Registros de rotulagem de locais:
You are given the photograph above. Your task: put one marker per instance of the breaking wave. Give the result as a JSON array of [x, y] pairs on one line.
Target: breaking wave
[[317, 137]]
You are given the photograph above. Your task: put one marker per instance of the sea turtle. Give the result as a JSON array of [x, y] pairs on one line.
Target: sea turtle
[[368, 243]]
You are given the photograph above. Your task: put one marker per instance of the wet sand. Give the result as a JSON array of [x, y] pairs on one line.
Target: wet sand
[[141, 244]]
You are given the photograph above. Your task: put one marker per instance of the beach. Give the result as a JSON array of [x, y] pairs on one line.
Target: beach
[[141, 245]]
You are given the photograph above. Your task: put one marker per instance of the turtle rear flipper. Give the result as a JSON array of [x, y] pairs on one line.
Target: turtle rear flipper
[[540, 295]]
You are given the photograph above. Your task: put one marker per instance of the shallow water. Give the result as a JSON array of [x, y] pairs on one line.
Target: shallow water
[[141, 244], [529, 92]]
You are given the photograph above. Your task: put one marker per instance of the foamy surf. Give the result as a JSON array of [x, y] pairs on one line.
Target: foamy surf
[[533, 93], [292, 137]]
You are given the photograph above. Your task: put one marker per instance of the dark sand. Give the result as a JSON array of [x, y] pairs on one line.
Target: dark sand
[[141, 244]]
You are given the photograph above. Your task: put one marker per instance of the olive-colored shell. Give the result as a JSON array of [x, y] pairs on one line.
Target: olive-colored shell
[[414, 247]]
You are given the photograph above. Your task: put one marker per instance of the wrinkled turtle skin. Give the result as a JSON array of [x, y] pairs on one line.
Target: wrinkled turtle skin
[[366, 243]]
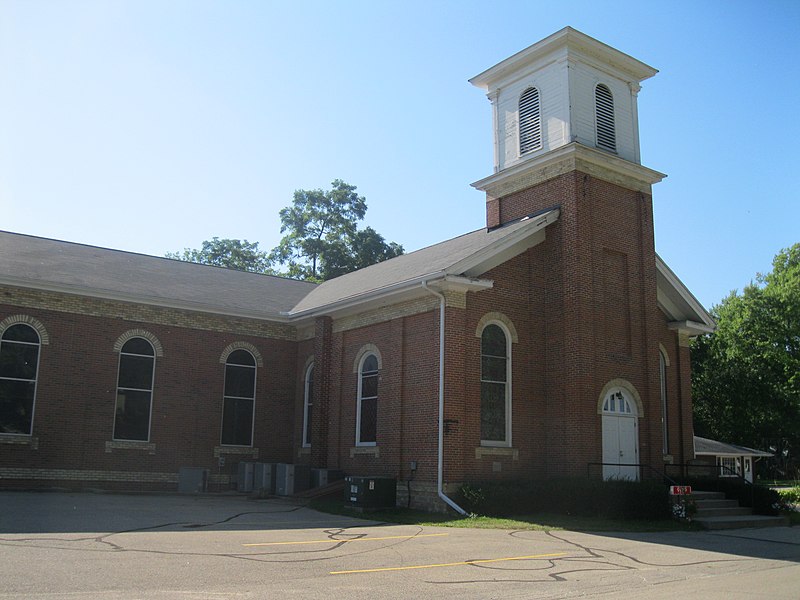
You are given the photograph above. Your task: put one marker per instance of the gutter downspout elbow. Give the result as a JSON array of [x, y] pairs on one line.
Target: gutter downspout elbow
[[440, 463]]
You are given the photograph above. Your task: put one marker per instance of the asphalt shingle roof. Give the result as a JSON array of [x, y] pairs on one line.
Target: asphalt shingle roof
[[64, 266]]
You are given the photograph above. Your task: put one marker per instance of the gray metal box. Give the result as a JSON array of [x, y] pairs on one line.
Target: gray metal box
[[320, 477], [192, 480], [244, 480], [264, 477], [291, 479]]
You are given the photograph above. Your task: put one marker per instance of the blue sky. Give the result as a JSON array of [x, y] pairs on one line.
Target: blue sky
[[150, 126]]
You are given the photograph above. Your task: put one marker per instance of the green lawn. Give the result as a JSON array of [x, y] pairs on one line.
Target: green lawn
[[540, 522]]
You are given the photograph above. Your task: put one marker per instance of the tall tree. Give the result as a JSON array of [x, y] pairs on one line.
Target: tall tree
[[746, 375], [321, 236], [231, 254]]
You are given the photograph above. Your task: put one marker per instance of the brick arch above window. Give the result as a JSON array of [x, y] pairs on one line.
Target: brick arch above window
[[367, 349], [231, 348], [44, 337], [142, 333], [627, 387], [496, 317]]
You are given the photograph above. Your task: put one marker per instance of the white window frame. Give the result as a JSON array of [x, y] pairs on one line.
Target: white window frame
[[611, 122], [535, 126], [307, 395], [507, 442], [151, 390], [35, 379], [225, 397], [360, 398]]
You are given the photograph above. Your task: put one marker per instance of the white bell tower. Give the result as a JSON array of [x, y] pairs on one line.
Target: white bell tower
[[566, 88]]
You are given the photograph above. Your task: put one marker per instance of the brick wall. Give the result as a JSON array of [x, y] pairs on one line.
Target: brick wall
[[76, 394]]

Tarefa a realizar –
Devolva, sem nenhuma alteração, as linhas entre a que contém "of the olive-colored" e a que contém "[[414, 247]]", incluindo as duas.

Resultado abaixo –
You are given the photograph above. Your task: put one marker per instance of the olive-colored shell. Give the result as a JSON array of [x, y] pairs on one line.
Target: olive-colored shell
[[414, 247]]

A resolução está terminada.